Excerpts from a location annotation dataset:
--- --- ---
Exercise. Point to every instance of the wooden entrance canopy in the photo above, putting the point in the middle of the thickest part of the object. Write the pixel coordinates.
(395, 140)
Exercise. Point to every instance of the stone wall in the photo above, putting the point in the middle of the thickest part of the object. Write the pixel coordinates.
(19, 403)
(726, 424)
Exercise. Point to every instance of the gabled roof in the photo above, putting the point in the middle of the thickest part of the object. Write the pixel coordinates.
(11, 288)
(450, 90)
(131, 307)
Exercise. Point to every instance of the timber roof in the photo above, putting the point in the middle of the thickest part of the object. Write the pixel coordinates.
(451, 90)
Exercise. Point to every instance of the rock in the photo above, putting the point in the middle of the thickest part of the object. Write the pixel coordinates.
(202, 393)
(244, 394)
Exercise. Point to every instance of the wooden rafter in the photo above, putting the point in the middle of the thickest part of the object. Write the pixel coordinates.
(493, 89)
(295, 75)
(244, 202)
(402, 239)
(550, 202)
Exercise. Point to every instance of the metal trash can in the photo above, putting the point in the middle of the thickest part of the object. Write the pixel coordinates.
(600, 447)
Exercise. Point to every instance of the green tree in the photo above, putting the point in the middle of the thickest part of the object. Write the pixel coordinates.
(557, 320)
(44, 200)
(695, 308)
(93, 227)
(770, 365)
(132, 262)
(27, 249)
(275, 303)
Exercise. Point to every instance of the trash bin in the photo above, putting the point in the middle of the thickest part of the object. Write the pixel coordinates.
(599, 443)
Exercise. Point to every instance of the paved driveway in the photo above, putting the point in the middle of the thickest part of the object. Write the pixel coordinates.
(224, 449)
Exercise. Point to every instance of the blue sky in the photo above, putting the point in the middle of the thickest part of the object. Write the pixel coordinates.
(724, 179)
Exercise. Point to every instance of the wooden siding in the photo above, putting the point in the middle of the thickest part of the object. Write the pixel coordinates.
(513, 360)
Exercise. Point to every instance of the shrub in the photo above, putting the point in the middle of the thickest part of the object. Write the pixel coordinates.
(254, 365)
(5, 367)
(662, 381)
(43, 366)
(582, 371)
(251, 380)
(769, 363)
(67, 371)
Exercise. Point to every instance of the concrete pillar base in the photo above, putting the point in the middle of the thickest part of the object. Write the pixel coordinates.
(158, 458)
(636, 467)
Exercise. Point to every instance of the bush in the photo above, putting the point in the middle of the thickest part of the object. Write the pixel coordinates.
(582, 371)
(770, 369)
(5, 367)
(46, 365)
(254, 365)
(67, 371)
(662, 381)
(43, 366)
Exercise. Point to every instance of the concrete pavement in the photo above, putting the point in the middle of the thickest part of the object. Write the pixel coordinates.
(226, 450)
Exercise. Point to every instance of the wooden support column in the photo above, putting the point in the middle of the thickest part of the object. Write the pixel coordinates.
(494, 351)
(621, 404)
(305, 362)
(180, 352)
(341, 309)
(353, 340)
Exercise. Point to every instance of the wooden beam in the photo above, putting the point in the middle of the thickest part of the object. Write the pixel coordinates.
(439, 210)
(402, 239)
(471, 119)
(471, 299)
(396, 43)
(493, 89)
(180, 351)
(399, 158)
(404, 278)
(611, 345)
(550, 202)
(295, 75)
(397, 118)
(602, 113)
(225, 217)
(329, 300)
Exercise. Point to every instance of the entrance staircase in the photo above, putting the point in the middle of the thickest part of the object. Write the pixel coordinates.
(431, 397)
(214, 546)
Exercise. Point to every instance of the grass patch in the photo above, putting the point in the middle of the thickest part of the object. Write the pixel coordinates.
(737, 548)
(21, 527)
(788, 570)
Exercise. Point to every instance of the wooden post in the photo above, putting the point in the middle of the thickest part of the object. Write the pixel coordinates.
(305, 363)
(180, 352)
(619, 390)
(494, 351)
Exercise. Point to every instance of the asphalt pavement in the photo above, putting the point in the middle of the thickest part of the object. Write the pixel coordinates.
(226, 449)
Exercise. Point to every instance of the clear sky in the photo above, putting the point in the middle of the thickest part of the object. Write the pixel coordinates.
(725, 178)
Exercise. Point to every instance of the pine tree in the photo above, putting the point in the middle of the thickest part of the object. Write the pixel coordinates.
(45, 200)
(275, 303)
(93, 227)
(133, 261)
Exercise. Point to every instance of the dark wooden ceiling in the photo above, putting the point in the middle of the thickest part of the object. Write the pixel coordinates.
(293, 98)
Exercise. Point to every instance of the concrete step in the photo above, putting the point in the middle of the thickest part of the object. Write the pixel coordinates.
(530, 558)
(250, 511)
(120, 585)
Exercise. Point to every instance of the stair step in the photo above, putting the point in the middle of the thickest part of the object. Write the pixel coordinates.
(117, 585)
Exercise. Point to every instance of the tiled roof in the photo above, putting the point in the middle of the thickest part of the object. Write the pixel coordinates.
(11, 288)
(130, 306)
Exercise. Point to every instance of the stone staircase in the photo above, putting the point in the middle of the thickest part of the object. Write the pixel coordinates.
--- --- ---
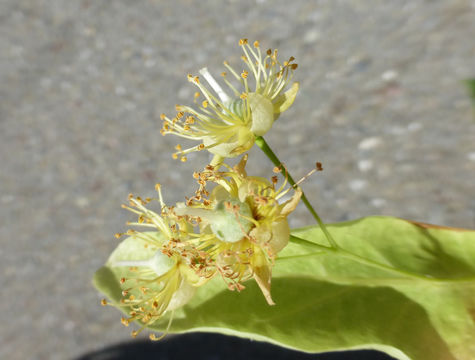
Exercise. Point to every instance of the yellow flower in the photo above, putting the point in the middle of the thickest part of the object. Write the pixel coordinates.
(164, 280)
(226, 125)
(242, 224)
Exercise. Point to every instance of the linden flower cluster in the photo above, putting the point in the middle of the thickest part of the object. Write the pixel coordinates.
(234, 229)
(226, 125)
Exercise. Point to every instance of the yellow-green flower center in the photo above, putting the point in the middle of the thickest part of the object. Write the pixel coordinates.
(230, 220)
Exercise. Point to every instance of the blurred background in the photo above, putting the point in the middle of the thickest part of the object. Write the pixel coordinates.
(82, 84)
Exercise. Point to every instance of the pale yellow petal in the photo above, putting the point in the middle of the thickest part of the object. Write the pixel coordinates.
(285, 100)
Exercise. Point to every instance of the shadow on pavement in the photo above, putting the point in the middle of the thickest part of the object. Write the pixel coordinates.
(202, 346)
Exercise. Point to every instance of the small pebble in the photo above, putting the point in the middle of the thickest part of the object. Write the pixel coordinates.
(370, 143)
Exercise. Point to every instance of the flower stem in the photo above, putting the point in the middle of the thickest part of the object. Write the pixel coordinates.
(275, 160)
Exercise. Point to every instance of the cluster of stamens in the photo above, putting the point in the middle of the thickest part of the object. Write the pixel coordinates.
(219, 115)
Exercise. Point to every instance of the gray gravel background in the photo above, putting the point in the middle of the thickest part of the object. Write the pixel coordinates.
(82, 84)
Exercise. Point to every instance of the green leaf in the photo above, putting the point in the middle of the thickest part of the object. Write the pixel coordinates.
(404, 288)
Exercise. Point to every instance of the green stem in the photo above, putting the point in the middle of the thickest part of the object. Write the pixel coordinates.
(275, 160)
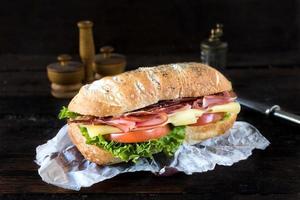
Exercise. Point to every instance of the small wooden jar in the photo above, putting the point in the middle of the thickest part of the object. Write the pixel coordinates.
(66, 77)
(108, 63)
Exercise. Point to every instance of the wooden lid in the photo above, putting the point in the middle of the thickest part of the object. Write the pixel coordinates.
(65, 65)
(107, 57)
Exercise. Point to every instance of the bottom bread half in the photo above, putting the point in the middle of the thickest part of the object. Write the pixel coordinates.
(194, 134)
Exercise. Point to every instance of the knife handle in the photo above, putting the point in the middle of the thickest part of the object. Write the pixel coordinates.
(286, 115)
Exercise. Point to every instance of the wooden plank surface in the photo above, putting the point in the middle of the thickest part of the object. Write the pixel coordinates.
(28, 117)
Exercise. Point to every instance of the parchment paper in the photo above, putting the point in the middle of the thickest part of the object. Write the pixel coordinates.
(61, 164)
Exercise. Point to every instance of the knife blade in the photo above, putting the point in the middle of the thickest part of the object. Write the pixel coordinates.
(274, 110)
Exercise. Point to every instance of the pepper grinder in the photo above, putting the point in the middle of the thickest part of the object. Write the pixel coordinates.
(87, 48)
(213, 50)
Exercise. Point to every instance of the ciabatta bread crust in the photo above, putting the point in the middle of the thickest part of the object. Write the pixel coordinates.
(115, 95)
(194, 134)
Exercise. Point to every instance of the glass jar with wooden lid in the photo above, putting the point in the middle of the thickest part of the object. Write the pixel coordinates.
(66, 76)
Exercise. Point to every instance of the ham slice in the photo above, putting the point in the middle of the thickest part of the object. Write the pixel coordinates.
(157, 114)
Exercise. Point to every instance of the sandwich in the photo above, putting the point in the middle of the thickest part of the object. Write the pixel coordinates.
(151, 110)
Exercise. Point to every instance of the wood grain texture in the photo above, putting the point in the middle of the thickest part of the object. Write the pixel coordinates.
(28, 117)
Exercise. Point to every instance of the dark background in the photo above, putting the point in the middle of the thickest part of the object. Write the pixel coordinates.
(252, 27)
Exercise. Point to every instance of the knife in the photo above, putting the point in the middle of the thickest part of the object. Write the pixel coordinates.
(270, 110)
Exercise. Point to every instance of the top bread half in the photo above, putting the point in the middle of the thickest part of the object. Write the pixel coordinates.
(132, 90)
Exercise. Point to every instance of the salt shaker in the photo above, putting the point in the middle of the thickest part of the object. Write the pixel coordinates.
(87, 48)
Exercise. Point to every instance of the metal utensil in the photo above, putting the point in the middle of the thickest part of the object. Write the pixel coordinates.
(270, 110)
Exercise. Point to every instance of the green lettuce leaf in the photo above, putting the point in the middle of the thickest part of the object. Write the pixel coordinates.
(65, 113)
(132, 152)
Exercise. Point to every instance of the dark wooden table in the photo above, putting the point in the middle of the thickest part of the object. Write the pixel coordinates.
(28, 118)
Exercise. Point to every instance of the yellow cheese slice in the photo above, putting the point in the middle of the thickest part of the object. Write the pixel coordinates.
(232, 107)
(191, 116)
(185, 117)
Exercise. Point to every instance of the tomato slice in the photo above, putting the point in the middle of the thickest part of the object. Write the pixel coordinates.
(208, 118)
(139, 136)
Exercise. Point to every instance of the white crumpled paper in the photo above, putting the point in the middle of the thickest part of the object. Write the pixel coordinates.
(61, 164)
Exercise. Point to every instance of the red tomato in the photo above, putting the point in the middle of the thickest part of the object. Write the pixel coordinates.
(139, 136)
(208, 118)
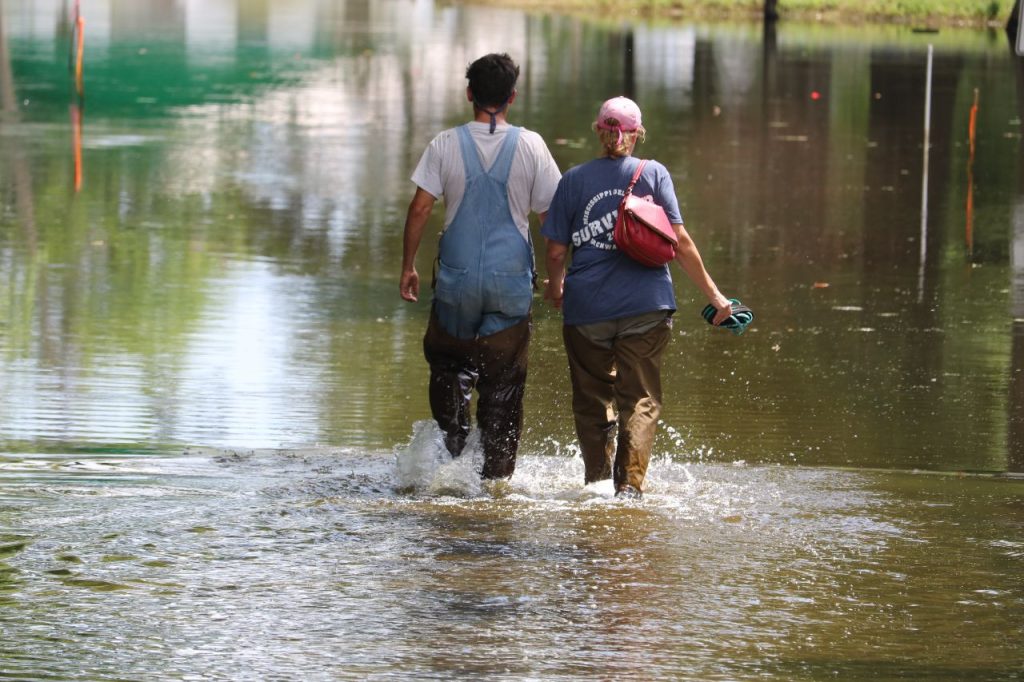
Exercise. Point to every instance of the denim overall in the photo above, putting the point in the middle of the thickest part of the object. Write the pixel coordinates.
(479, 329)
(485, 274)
--- --- ---
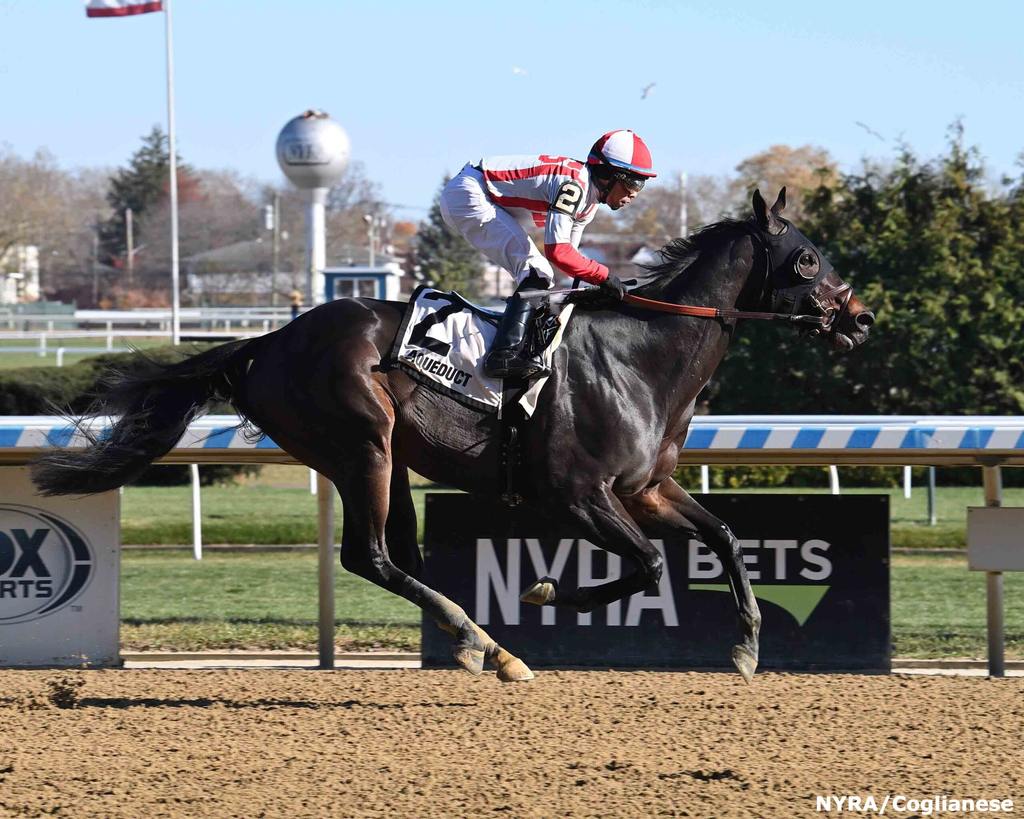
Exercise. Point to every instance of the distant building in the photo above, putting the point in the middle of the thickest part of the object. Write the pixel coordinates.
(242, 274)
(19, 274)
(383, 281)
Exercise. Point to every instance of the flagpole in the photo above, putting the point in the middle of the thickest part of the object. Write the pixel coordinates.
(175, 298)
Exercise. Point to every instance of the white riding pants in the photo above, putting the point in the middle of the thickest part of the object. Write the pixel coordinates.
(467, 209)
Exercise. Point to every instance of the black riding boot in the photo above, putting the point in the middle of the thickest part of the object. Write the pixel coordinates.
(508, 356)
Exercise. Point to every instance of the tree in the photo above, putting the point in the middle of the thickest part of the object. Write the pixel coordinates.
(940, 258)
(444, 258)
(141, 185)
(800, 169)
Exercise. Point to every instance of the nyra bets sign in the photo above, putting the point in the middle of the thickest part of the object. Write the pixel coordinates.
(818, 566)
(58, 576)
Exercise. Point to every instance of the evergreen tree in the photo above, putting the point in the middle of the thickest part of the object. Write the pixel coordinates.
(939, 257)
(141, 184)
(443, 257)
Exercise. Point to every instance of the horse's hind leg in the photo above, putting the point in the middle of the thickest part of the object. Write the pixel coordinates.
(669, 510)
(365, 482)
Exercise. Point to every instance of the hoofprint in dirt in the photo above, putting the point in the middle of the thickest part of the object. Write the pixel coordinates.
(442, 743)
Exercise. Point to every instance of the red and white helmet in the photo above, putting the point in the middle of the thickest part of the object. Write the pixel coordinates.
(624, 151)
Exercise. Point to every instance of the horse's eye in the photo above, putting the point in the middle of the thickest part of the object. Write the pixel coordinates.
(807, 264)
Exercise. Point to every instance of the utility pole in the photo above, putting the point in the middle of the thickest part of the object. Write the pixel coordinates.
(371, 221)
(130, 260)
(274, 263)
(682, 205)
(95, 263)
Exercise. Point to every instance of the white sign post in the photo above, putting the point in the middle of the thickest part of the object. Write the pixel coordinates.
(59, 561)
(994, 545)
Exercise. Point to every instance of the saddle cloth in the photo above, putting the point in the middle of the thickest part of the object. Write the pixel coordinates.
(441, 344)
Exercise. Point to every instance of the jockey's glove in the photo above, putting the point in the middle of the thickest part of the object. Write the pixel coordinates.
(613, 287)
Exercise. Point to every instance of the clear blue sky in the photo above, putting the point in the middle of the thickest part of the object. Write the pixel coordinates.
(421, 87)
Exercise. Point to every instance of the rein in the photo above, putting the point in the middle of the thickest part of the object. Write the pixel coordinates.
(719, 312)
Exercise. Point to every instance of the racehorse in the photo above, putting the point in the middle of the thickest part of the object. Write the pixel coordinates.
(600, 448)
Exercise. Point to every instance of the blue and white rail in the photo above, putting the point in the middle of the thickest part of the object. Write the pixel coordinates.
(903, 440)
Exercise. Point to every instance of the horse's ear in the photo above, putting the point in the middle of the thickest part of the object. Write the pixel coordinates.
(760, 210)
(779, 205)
--- --- ---
EXERCISE DIRECTIONS: Please extract each line of the data above that contains the string "stem". Letter case counts.

EXERCISE ANSWER:
Exercise. Point to every instance of the flower stem in the photo above, putting the point in the middle of the thickest part of the object. Write the pixel coordinates.
Exercise. Point to every instance of the green stem in the photo above, putting the point in the middle of the thickest part of the object. Write the pixel coordinates.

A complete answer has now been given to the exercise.